EXERCISE BRIEF: Set down exactly the lines below, starting at the one that contains "the dog's folded" and ending at the one that contains "of the white", with both of those lines included and nothing else.

** Opening ENTRIES PROVIDED block **

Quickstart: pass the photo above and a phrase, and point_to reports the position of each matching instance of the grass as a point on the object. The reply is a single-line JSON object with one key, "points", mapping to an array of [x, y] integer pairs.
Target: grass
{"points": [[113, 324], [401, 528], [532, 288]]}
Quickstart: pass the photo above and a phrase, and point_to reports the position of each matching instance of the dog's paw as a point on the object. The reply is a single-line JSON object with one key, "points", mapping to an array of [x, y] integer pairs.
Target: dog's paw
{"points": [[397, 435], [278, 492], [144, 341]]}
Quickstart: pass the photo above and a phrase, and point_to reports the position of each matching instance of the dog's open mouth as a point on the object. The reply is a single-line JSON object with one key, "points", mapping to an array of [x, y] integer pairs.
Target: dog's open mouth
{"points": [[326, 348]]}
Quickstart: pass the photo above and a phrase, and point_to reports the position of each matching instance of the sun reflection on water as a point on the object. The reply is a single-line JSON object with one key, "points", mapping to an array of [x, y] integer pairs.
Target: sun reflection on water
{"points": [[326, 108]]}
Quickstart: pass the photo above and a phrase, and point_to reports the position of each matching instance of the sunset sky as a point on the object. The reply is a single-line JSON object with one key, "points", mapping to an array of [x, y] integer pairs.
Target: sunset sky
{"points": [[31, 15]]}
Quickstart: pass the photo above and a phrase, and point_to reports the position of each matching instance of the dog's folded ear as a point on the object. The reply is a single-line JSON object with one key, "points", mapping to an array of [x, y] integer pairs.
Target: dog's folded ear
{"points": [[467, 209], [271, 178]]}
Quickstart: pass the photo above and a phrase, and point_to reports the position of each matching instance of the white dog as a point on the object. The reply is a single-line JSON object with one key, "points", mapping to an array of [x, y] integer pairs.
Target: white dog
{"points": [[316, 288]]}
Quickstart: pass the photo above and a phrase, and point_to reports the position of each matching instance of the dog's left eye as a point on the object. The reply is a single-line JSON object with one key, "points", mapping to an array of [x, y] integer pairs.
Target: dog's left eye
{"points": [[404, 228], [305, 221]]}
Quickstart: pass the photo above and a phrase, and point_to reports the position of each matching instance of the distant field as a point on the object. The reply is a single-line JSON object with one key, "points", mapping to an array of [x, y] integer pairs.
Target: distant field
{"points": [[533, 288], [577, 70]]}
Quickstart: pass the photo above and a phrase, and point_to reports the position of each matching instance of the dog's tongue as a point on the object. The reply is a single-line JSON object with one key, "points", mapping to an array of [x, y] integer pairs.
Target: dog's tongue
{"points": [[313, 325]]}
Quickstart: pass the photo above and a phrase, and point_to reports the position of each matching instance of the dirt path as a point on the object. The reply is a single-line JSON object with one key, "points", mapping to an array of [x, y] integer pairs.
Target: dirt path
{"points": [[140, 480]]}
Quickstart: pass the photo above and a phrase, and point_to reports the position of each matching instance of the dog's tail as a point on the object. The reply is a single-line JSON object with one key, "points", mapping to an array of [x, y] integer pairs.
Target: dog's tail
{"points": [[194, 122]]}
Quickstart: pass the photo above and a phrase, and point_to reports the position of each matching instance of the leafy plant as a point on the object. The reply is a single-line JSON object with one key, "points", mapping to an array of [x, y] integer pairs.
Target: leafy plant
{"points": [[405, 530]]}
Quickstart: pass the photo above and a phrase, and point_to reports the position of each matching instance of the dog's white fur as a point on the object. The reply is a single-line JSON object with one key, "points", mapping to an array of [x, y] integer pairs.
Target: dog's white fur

** Closing ENTRIES PROVIDED block **

ANSWER SPACE:
Quickstart: pass the photo above and a phrase, and point_to reports the position of each matching instance of the dog's folded ear as a point on the object. The reply is a single-line JSON object with one key, "points", mapping to an array of [x, y] integer pairs.
Target: dog's folded ear
{"points": [[467, 209], [271, 178]]}
Quickstart: pass the photo above and a phrase, and point_to reports the position of each matching instance of the white dog as a point on the object. The reply is a single-line JSON object with one key, "points", mapping to an array of [x, y] integer pairs.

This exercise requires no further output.